EXERCISE: Restate the full set of records exactly, without adding or dropping a word.

-- begin EXERCISE MATERIAL --

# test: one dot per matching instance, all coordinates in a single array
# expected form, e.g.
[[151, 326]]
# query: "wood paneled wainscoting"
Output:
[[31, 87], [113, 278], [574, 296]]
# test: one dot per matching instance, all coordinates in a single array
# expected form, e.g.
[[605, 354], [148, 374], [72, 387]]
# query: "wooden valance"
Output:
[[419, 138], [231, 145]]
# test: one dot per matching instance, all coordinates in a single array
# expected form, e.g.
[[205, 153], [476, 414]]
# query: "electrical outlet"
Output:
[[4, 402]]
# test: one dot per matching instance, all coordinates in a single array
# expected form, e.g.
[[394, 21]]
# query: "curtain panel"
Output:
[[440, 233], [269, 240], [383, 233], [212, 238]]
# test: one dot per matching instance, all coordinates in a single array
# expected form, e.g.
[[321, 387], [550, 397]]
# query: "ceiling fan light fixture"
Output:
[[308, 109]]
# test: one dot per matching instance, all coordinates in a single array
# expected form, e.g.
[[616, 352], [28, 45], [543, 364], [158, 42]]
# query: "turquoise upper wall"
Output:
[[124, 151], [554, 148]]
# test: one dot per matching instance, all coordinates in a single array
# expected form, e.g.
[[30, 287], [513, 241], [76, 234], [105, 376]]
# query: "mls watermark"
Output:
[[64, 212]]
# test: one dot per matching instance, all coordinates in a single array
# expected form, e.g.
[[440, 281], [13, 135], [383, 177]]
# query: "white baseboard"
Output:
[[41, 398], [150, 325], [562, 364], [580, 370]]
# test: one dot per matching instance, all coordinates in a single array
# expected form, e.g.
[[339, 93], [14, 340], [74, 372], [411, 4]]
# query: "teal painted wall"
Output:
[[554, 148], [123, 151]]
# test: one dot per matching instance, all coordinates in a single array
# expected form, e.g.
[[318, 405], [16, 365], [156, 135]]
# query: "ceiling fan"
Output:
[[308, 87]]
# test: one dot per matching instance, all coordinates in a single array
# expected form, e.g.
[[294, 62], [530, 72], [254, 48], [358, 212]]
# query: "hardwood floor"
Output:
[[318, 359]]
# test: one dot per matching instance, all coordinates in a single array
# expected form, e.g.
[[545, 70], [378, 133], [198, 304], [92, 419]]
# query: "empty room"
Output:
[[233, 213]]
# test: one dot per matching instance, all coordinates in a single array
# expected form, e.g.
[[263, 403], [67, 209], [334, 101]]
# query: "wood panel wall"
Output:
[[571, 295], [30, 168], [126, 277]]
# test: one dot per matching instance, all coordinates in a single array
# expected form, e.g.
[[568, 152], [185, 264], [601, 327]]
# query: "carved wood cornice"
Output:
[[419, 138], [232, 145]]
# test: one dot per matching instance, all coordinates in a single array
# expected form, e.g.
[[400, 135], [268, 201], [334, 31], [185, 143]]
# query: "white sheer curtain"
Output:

-- end EXERCISE MATERIAL --

EXPECTED ANSWER:
# test: one dot per matching instance, all coordinates in a single array
# expected form, e.g.
[[151, 326]]
# query: "wood paneled wainscoting"
Output:
[[31, 87], [113, 278], [574, 296]]
# test: one dot per matching instance, all coordinates in a single array
# expected form, e.g.
[[605, 354], [148, 374], [72, 387]]
# query: "wooden valance"
Output:
[[419, 138], [231, 145]]
# test: one dot per matching instance, all coordinates in a single array
# expected form, e.g.
[[205, 153], [476, 414]]
# query: "electrical outlet"
Output:
[[4, 402]]
# test: one dot per matching instance, all coordinates in a single array
# expected form, e.g.
[[394, 21]]
# query: "curtain panel"
Output:
[[440, 233], [269, 240], [383, 233], [212, 238]]
# test: one dot per matching instance, all coordinates in a single array
# expected form, e.g.
[[321, 387], [550, 397]]
# query: "ceiling fan light fixture"
Output:
[[308, 109]]
# test: one dot per matching instance, all coordinates in a single array
# expected form, e.g.
[[616, 352], [28, 45], [543, 364], [158, 42]]
# query: "turquoise upper wall"
Output:
[[124, 151], [554, 148]]
# test: one dot per matching instance, all coordinates in a single array
# expected form, e.g.
[[30, 287], [513, 241], [76, 234], [105, 376]]
# query: "mls watermark"
Output:
[[64, 212]]
# test: one dot per matching instance, all coordinates in a single array
# expected form, e.g.
[[440, 281], [13, 135], [383, 177]]
# query: "white baseboard"
Output:
[[41, 398], [150, 325], [562, 364], [580, 370]]
# test: one dot per matching instance, all coordinates in a single array
# expected form, e.g.
[[339, 93], [14, 340], [74, 372], [411, 4]]
# query: "teal painted wall"
Output:
[[554, 148], [123, 151]]
# test: one dot per matching instance, all coordinates in a single array
# expected form, e.g.
[[318, 405], [16, 365], [156, 135]]
# query: "ceiling fan"
Output:
[[308, 87]]
# test: one dot per matching instance, all coordinates in a single array
# expected form, e.g.
[[294, 62], [530, 72], [254, 48], [358, 212]]
# query: "hardwood floor"
Output:
[[318, 359]]
# test: one dot per matching instance, all coordinates in a single array
# expected form, e.g.
[[545, 70], [378, 133], [198, 304], [92, 419]]
# query: "empty room"
Output:
[[233, 213]]
# test: one dot per matching instance, all coordinates in a single array
# expected form, e.g.
[[263, 403], [67, 209], [334, 101]]
# query: "wood panel wall"
Output:
[[571, 295], [30, 168], [126, 277]]
# test: one dot per matching instance, all coordinates in a single array
# expected form, e.g.
[[568, 152], [185, 264], [601, 327]]
# query: "carved wood cornice"
Output:
[[419, 138], [232, 145]]
# test: one dot per matching instance, all coordinates in a single array
# expected form, e.g.
[[400, 135], [268, 201], [334, 31], [185, 143]]
# query: "white sheer curtain"
Output:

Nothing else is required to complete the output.